Noch ist nicht bekannt, nach welchem Verteilungsschema die Kundenzuordnung erfolgen soll. Dies sei, kommentiert ein Ex-IBM-Manager, eine "heikle" Frage, "denn die Kunden interessiert natürlich, wer ist mein neuer Vertriebsbeauftragter, wer ist mein neuer Geschäftsstellenleiter?" Der IBM-Intimkenner glaubt an eine Version, die dem bisherigen DV-Vertrieb auf den Leib geschneidert ist, und befürchtet, daß "in Zukunft BD wieder das fünfte Rad am Wagen" sein wird: "Die Geschäftsstellen machen eben mit einem Großsystem eher ihren Auftragseingang."

**BEREITGESTELLTES MATERIAL**:
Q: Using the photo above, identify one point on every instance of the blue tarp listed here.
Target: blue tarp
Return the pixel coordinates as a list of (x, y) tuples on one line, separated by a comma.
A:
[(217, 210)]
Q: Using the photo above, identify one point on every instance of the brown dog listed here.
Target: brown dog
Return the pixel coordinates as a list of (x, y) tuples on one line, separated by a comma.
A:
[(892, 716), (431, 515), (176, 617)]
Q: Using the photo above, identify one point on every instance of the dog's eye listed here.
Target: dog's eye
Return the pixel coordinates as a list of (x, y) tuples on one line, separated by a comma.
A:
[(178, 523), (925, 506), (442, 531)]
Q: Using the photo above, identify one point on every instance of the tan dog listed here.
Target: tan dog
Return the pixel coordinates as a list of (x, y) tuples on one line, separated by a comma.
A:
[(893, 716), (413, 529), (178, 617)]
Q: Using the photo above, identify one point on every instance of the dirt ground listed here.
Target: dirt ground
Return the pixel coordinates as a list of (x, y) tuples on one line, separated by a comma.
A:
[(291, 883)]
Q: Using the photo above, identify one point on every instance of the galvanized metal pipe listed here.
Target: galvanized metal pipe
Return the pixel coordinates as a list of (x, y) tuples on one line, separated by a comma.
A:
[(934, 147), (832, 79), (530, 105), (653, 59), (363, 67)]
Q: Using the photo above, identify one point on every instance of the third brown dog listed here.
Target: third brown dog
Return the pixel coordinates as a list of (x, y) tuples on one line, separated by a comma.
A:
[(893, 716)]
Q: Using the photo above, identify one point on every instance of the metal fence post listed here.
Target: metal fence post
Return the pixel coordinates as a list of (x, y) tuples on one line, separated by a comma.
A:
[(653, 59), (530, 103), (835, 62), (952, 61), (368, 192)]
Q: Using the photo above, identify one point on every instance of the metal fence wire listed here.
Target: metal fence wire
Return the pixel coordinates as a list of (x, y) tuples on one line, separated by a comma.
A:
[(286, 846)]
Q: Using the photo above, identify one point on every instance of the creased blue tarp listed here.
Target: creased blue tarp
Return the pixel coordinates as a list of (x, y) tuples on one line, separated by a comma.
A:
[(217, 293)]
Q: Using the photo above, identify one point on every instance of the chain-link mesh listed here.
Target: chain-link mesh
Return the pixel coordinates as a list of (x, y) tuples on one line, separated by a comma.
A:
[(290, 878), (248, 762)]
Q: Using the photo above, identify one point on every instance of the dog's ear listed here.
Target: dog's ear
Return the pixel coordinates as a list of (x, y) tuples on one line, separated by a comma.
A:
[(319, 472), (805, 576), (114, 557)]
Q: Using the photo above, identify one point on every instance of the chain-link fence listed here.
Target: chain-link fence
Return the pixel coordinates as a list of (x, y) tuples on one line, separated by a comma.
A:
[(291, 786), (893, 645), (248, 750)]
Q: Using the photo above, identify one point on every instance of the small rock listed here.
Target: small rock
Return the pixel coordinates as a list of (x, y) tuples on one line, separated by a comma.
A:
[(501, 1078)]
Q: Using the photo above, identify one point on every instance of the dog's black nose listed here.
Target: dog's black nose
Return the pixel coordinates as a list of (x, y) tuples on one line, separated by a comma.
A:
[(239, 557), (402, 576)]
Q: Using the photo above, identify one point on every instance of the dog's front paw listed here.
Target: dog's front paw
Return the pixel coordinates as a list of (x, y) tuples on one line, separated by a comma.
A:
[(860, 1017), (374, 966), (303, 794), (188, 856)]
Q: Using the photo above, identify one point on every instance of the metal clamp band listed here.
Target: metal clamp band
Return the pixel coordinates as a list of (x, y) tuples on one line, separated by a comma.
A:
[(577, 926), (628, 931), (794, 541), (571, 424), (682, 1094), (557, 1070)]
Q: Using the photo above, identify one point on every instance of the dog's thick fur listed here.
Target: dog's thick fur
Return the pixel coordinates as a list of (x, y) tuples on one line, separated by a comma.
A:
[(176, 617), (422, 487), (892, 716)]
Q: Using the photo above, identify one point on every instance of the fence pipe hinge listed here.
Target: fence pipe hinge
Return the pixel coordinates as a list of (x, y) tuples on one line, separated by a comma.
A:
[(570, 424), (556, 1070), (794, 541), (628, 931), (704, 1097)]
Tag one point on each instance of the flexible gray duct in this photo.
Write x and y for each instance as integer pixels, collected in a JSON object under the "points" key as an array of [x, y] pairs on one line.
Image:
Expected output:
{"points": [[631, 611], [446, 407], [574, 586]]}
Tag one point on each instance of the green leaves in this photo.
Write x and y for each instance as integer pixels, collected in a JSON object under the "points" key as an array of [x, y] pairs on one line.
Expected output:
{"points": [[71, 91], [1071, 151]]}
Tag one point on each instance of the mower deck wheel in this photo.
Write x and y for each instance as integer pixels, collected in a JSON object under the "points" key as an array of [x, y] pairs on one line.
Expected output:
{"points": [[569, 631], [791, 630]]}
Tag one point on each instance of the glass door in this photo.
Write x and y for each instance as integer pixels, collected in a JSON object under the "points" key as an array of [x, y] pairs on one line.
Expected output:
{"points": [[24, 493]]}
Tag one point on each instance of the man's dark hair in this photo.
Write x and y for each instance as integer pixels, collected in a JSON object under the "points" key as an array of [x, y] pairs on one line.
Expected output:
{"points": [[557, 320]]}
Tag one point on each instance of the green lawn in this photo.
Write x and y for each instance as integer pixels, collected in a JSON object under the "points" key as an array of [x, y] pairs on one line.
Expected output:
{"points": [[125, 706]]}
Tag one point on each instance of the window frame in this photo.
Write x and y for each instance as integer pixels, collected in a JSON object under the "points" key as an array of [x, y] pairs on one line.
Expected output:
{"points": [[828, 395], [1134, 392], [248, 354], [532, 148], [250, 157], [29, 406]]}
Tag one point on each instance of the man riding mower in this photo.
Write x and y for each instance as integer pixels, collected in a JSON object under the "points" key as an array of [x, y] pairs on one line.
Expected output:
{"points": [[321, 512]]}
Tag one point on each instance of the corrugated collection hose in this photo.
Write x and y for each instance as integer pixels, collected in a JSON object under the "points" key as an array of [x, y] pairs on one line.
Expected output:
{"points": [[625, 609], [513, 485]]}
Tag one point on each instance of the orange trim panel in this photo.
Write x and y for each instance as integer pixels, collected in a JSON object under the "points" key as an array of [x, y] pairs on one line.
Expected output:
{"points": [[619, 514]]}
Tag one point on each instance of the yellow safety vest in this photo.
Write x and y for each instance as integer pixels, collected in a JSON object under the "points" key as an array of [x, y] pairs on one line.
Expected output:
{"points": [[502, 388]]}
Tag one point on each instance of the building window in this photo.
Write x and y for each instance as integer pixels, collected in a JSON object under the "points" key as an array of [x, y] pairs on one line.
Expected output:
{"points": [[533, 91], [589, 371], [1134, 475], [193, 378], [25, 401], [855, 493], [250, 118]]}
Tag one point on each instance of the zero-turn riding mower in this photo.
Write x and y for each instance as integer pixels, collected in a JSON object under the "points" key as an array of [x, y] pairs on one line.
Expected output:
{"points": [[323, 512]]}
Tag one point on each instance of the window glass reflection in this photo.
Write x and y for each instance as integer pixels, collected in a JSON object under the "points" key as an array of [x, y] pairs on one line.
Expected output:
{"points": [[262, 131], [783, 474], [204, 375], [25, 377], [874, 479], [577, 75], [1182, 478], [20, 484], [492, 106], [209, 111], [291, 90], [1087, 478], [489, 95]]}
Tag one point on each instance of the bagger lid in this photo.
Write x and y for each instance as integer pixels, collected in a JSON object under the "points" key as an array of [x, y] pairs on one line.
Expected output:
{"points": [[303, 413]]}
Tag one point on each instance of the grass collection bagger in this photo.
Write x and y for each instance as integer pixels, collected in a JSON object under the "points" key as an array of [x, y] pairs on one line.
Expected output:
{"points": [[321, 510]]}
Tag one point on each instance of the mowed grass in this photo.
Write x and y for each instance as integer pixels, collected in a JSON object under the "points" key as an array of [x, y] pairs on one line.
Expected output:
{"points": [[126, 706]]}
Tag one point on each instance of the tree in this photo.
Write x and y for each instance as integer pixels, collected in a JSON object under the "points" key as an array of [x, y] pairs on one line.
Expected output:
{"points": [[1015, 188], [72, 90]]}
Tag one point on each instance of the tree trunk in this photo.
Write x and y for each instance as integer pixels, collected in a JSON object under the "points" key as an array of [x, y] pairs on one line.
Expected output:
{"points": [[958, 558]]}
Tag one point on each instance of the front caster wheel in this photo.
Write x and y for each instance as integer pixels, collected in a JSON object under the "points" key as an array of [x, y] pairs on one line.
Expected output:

**AUSZUFÜHRENDE AUFGABEN**:
1. Nennen Sie alle Passagen, die im Text über die Kundenzuordnung bei IBM in Anführungszeichen stehen.
2. Führen Sie den Text über die Kundenzuordnung bei IBM nach seinem letzten Satz weiter.

**ERGEBNISSE JE AUFGABE**:
1.
"heikle"
"denn die Kunden interessiert natürlich, wer ist mein neuer Vertriebsbeauftragter, wer ist mein neuer Geschäftsstellenleiter?"
"in Zukunft BD wieder das fünfte Rad am Wagen"
"Die Geschäftsstellen machen eben mit einem Großsystem eher ihren Auftragseingang."

2.
Der Leiter der neuen Marketinggruppe "Informations-Systeme" (IS), an die die kundenorientierten ABC-Bereiche berichten, heißt Karl E. Michel, wollen gutunterrichtete Stuttgarter Kreise wissen. Der DV-Chef war erst vor drei Monaten von einem "Paris-Ausflug" zur IBM Europe ins Management der IBM Deutschland zurückgekehrt (CW Nr. 36/81). Ferner ist durchgesickert, daß daneben der bisherige BD-Chef Dr. Rainer Gohlke etabliert wird, zukünftig zuständig für den technischen Außendienst, die Außendienstverwaltung und die Anwendungsentwicklung.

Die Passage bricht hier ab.